** Instrucciones de la tarea **
Transcribe del fragmento sobre Proust el pasaje que va desde "Es natural que" hasta "frívolo y pretencioso.", ambos incluidos.

** Fragmento proporcionado **
Hay obras depositadas en arcones los cuales, más que doble fondo parecen no tenerlo, como las de Roberto Bolaño, Fernando Pessoa, y en menor medida, Proust. Pasan los años y transcurren las décadas mientras continúan emergiendo inéditos. Algunos son verdaderas sorpresas, otros borradores cuya preservación se debe al imperdonable descuido de sus autores, quienes se hubieran vuelto a morir de ver dados a la publicidad esbozos sin pies ni cabeza y algunos, simplemente, vienen a enriquecer la pasión filológica de indexistas, eruditos y archivistas. A este última porción pertenecen los cuentos en agraz de Marcel Proust (1871-922) rescatados por Luc Fraisse: Le Mystérieux Correspondant et autres nouvelles inédites (Editions de Fallois, París, 2019), que harán la delicia –me incluyo– de todos aquellos para quienes el origen, la esencia y el desenlace de En busca del tiempo perdido, es una de las maravillas del mundo.

 

Es natural que lo recopilado por Fraisse valga poco en sí. Son ejercicios para calentar la mano en la época en que el joven Proust preparaba Los placeres y los días (1896), su precoz y fracasada miscelánea, más mundana que literaria, libro inadvertido excepto por aquellos pocos quienes tenían al hijo del Dr. Proust y de una madre judía que se había negado a repudiar la religión de sus ancestros, por un caso perdido para la literatura. Por un tonto frívolo y pretencioso.

 

Proust lo intenta todo y lo abandona todo: el cuento de hadas, el relato fantástico, el diálogo entre los muertos, enigmas a imagen y semejanza de Poe o un diario íntimo. Pero el común denominador de aquellos empeños los torna interesantes: la homosexualidad, motivo por el cual aquel joven dejó por la paz aquellos bocetos. Proust nunca admitió públicamente ser homosexual aunque el narrador de Sodoma y Gomorra (1922), confundido adrede con el autor de la obra –estamos en el tomo cuarto de En busca del tiempo perdido– lo hace en una páginas muy problemáticas, mismas que André Gide (1869-1951), confidente de Proust durante sus últimos años, encontró lamentables en cuanto a la homosexualidad.

 

La querella entre Proust y Gide, a los ojos de un siglo donde en la mayoría de las democracias los homosexuales ganaron su derecho al matrimonio civil, parece arqueológica si se olvida que hace apenas algún tiempo esas nupcias resultaban inimaginables. Para Proust, la homosexualidad –la propia y la ajena– era un vicio y un crimen del cual él se sentía orgulloso. Ser parte de una “raza maldita”, la de Sodoma, era formar filas en una altiva sociedad secreta presente en todo el árbol social y su ramaje.

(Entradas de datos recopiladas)
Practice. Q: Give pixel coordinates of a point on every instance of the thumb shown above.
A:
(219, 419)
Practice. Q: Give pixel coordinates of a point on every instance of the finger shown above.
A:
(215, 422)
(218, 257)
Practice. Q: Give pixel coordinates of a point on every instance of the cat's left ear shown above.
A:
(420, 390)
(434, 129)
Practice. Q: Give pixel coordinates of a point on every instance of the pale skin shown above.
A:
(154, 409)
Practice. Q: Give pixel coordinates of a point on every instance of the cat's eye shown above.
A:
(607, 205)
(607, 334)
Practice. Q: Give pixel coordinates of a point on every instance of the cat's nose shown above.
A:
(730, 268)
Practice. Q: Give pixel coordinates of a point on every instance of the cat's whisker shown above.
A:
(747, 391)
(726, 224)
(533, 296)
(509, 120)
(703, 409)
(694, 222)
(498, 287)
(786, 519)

** Solución a continuación **
Es natural que lo recopilado por Fraisse valga poco en sí. Son ejercicios para calentar la mano en la época en que el joven Proust preparaba Los placeres y los días (1896), su precoz y fracasada miscelánea, más mundana que literaria, libro inadvertido excepto por aquellos pocos quienes tenían al hijo del Dr. Proust y de una madre judía que se había negado a repudiar la religión de sus ancestros, por un caso perdido para la literatura. Por un tonto frívolo y pretencioso.